• [Work to complete]: Please rewrite the records below as a numbered list, covering everything from the line containing "point: green plant" down to the final line of the records. Leave out any blank lines.

(Dataset rows)
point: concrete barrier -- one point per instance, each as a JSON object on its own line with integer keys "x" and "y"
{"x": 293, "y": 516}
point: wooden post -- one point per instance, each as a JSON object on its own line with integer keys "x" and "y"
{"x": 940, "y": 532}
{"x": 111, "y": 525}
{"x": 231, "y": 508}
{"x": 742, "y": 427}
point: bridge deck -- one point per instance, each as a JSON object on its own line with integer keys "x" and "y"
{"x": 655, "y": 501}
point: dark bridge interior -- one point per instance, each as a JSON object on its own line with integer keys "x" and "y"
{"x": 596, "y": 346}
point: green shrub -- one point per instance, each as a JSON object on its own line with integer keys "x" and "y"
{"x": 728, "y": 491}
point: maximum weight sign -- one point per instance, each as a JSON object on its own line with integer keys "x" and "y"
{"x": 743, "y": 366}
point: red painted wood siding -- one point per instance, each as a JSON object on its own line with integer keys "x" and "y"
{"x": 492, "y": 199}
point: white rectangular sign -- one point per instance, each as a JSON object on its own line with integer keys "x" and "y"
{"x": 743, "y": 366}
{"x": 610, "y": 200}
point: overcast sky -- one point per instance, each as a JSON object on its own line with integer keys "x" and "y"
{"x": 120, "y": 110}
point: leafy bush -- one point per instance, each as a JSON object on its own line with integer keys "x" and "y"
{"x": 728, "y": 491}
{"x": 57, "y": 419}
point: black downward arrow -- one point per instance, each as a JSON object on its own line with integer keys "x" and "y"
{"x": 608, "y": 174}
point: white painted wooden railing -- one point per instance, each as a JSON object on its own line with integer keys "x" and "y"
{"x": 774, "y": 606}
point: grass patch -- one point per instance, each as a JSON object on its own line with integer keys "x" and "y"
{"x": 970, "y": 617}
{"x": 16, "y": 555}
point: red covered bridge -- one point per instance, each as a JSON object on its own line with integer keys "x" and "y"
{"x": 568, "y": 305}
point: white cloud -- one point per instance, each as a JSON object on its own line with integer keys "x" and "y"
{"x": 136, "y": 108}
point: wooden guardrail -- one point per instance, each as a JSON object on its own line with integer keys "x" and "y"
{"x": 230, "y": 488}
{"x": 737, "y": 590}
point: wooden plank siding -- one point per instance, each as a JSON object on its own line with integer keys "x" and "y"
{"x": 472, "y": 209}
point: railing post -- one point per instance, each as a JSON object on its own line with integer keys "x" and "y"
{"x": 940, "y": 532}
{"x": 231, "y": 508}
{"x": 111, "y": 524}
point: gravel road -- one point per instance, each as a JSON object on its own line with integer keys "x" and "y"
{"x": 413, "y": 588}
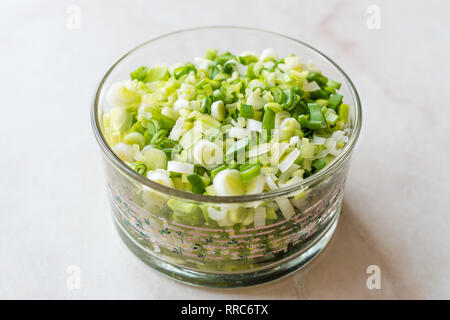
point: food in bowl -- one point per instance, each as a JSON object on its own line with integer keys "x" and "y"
{"x": 227, "y": 125}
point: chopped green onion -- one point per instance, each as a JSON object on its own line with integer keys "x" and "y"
{"x": 268, "y": 122}
{"x": 319, "y": 164}
{"x": 139, "y": 167}
{"x": 318, "y": 78}
{"x": 334, "y": 101}
{"x": 246, "y": 111}
{"x": 211, "y": 54}
{"x": 206, "y": 106}
{"x": 159, "y": 136}
{"x": 330, "y": 116}
{"x": 217, "y": 170}
{"x": 343, "y": 112}
{"x": 278, "y": 95}
{"x": 316, "y": 120}
{"x": 291, "y": 100}
{"x": 197, "y": 183}
{"x": 139, "y": 74}
{"x": 181, "y": 71}
{"x": 249, "y": 171}
{"x": 333, "y": 84}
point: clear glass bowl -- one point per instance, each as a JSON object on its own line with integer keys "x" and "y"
{"x": 223, "y": 256}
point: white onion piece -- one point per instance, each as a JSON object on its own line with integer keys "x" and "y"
{"x": 294, "y": 141}
{"x": 216, "y": 214}
{"x": 254, "y": 125}
{"x": 228, "y": 183}
{"x": 255, "y": 100}
{"x": 160, "y": 177}
{"x": 286, "y": 208}
{"x": 238, "y": 133}
{"x": 260, "y": 217}
{"x": 318, "y": 140}
{"x": 124, "y": 151}
{"x": 268, "y": 53}
{"x": 259, "y": 150}
{"x": 177, "y": 130}
{"x": 180, "y": 104}
{"x": 218, "y": 110}
{"x": 256, "y": 185}
{"x": 310, "y": 86}
{"x": 270, "y": 182}
{"x": 202, "y": 63}
{"x": 180, "y": 167}
{"x": 289, "y": 160}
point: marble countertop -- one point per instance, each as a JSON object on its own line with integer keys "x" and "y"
{"x": 54, "y": 208}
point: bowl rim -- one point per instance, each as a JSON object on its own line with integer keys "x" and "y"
{"x": 284, "y": 191}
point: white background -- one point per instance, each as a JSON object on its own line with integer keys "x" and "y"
{"x": 53, "y": 204}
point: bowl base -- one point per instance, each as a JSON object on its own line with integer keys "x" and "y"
{"x": 222, "y": 280}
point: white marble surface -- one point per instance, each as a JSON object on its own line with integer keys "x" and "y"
{"x": 54, "y": 210}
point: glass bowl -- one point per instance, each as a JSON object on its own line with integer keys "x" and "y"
{"x": 223, "y": 256}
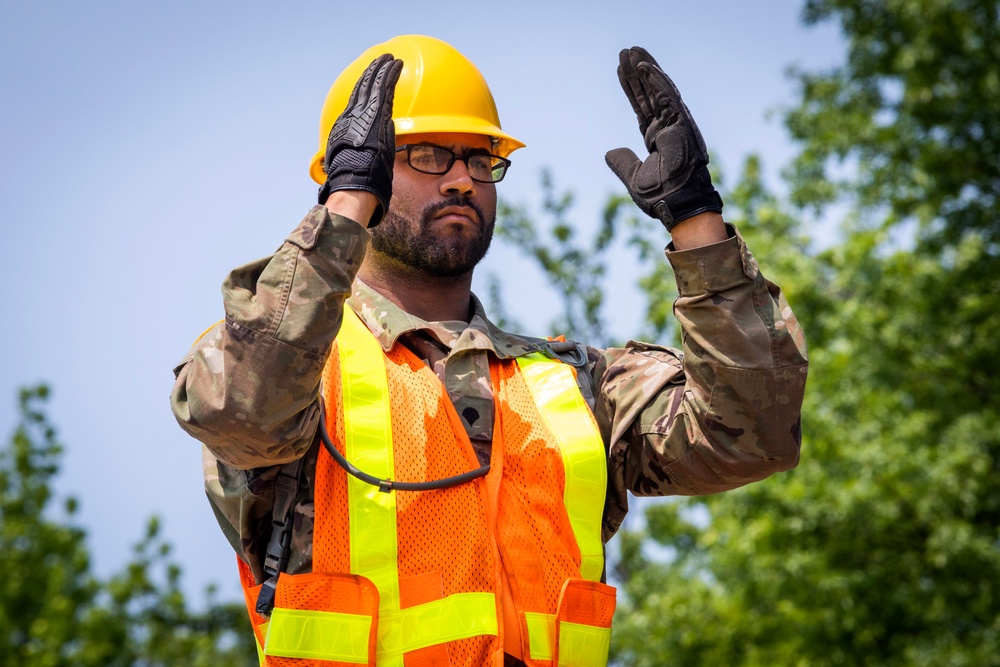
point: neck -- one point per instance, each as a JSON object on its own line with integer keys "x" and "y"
{"x": 431, "y": 298}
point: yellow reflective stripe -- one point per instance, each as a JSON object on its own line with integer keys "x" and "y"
{"x": 260, "y": 649}
{"x": 458, "y": 616}
{"x": 321, "y": 635}
{"x": 583, "y": 645}
{"x": 368, "y": 441}
{"x": 541, "y": 635}
{"x": 554, "y": 388}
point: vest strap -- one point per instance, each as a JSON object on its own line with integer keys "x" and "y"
{"x": 458, "y": 616}
{"x": 319, "y": 635}
{"x": 553, "y": 386}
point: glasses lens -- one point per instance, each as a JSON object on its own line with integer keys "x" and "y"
{"x": 486, "y": 168}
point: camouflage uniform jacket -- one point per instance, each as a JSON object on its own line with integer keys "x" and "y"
{"x": 723, "y": 413}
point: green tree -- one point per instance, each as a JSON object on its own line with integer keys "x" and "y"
{"x": 883, "y": 546}
{"x": 53, "y": 610}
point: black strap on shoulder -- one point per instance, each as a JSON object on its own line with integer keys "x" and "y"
{"x": 286, "y": 489}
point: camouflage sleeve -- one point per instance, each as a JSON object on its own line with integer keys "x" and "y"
{"x": 248, "y": 388}
{"x": 723, "y": 413}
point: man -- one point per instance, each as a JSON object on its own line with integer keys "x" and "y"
{"x": 405, "y": 483}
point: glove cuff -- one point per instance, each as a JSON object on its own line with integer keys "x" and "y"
{"x": 696, "y": 197}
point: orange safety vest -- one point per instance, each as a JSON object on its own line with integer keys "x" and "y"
{"x": 410, "y": 578}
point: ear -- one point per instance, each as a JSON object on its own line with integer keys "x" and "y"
{"x": 316, "y": 168}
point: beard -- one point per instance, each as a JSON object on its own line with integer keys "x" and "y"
{"x": 438, "y": 256}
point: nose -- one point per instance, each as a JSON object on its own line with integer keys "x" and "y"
{"x": 457, "y": 181}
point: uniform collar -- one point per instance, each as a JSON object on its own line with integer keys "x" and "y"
{"x": 388, "y": 322}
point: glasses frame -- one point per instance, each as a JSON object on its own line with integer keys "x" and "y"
{"x": 451, "y": 162}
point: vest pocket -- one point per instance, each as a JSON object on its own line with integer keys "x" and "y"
{"x": 579, "y": 634}
{"x": 319, "y": 620}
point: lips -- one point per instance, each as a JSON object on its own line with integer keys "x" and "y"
{"x": 458, "y": 214}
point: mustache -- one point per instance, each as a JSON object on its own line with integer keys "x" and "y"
{"x": 456, "y": 200}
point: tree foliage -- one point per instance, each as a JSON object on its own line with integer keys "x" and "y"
{"x": 55, "y": 612}
{"x": 883, "y": 546}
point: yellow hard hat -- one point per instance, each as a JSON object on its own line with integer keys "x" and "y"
{"x": 439, "y": 90}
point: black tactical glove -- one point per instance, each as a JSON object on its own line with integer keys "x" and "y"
{"x": 362, "y": 145}
{"x": 673, "y": 183}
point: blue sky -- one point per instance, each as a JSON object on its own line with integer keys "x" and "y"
{"x": 148, "y": 148}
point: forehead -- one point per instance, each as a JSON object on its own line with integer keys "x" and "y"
{"x": 456, "y": 141}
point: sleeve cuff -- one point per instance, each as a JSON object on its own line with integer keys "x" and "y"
{"x": 714, "y": 267}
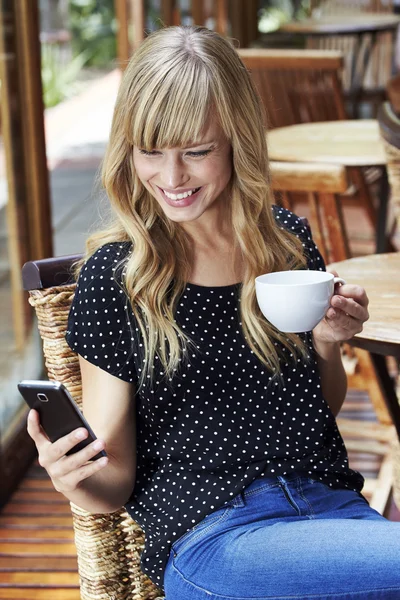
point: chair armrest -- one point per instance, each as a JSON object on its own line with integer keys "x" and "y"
{"x": 49, "y": 272}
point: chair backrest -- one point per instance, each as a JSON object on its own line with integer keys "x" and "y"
{"x": 393, "y": 93}
{"x": 297, "y": 86}
{"x": 319, "y": 185}
{"x": 108, "y": 545}
{"x": 389, "y": 124}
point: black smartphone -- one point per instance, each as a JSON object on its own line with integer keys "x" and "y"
{"x": 58, "y": 412}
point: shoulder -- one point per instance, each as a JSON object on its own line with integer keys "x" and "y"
{"x": 288, "y": 220}
{"x": 102, "y": 272}
{"x": 107, "y": 257}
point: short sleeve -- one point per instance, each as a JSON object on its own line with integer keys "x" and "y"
{"x": 100, "y": 318}
{"x": 292, "y": 222}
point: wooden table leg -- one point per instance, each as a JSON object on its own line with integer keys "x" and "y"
{"x": 381, "y": 237}
{"x": 388, "y": 386}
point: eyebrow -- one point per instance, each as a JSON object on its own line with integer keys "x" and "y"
{"x": 195, "y": 144}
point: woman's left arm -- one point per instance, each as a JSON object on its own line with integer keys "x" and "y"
{"x": 345, "y": 317}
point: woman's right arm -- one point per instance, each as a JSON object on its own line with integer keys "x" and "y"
{"x": 103, "y": 485}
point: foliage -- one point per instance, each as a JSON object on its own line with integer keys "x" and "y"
{"x": 58, "y": 79}
{"x": 278, "y": 12}
{"x": 93, "y": 28}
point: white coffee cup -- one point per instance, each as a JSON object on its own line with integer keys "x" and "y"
{"x": 295, "y": 301}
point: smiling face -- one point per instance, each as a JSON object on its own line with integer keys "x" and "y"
{"x": 189, "y": 183}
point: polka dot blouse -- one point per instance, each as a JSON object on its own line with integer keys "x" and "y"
{"x": 222, "y": 421}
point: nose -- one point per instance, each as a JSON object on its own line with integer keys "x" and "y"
{"x": 175, "y": 172}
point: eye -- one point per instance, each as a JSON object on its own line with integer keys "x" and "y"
{"x": 199, "y": 153}
{"x": 148, "y": 152}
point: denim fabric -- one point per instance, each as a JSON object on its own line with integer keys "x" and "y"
{"x": 285, "y": 538}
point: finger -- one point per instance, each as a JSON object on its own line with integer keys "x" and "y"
{"x": 335, "y": 273}
{"x": 60, "y": 448}
{"x": 347, "y": 324}
{"x": 77, "y": 460}
{"x": 35, "y": 430}
{"x": 350, "y": 307}
{"x": 356, "y": 292}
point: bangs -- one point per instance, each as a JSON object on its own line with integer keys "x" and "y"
{"x": 171, "y": 108}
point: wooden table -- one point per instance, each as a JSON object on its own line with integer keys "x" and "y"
{"x": 342, "y": 24}
{"x": 351, "y": 143}
{"x": 359, "y": 26}
{"x": 379, "y": 274}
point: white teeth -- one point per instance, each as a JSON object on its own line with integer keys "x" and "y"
{"x": 179, "y": 196}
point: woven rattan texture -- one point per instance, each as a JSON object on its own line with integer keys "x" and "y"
{"x": 108, "y": 545}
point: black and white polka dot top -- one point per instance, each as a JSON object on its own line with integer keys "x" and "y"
{"x": 222, "y": 421}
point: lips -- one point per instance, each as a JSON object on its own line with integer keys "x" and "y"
{"x": 181, "y": 202}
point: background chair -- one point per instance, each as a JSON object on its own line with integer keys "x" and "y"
{"x": 303, "y": 86}
{"x": 380, "y": 61}
{"x": 321, "y": 185}
{"x": 297, "y": 86}
{"x": 389, "y": 123}
{"x": 108, "y": 545}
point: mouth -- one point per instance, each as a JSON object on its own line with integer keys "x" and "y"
{"x": 182, "y": 198}
{"x": 182, "y": 195}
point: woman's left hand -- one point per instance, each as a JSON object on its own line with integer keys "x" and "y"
{"x": 346, "y": 315}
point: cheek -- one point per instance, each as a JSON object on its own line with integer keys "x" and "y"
{"x": 144, "y": 170}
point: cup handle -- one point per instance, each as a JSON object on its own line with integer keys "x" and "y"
{"x": 338, "y": 280}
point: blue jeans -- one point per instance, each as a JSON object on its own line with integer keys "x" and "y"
{"x": 285, "y": 538}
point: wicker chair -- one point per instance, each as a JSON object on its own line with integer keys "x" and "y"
{"x": 108, "y": 545}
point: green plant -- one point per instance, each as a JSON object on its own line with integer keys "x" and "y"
{"x": 58, "y": 79}
{"x": 93, "y": 28}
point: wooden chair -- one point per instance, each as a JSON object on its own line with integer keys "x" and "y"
{"x": 321, "y": 185}
{"x": 297, "y": 86}
{"x": 108, "y": 545}
{"x": 379, "y": 68}
{"x": 302, "y": 86}
{"x": 389, "y": 124}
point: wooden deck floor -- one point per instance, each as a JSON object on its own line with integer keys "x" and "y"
{"x": 37, "y": 552}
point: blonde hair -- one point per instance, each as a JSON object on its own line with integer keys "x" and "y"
{"x": 164, "y": 100}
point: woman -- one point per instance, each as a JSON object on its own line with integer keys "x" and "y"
{"x": 219, "y": 429}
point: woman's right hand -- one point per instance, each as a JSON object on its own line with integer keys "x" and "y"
{"x": 66, "y": 472}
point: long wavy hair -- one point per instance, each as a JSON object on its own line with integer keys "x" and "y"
{"x": 172, "y": 81}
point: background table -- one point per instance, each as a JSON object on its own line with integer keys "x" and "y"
{"x": 379, "y": 274}
{"x": 351, "y": 143}
{"x": 364, "y": 28}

• [Reply to the task]:
1. point: green plant -- one point per instance, each as a JSON object on its own line with integer keys "x" and "y"
2. {"x": 58, "y": 79}
3. {"x": 93, "y": 28}
4. point: wooden chair -- one point per instance, each as a JSON object on its own line with integer keys "x" and "y"
5. {"x": 321, "y": 185}
6. {"x": 297, "y": 86}
7. {"x": 108, "y": 545}
8. {"x": 379, "y": 68}
9. {"x": 302, "y": 86}
10. {"x": 389, "y": 124}
11. point: wooden deck floor -- one point per instance, each as a JSON object on its own line with integer keys "x" and "y"
12. {"x": 37, "y": 552}
13. point: blonde hair -- one point per instance, each as a JSON object on its own line with integer keys "x" and "y"
14. {"x": 164, "y": 100}
15. point: woman -- one point per instance, each as a JSON object on its own line with integer keys "x" and "y"
16. {"x": 219, "y": 429}
17. point: woman's right hand -- one point per instance, each as a JSON object on its own line with integer keys "x" and "y"
18. {"x": 66, "y": 472}
19. point: long wavy hair -- one point per instance, each as a JSON object on its own line with integer keys "x" and "y"
20. {"x": 172, "y": 81}
21. point: background table -- one point per instance, each as a JSON object on its own line with integer keys "x" and "y"
22. {"x": 379, "y": 274}
23. {"x": 351, "y": 143}
24. {"x": 364, "y": 28}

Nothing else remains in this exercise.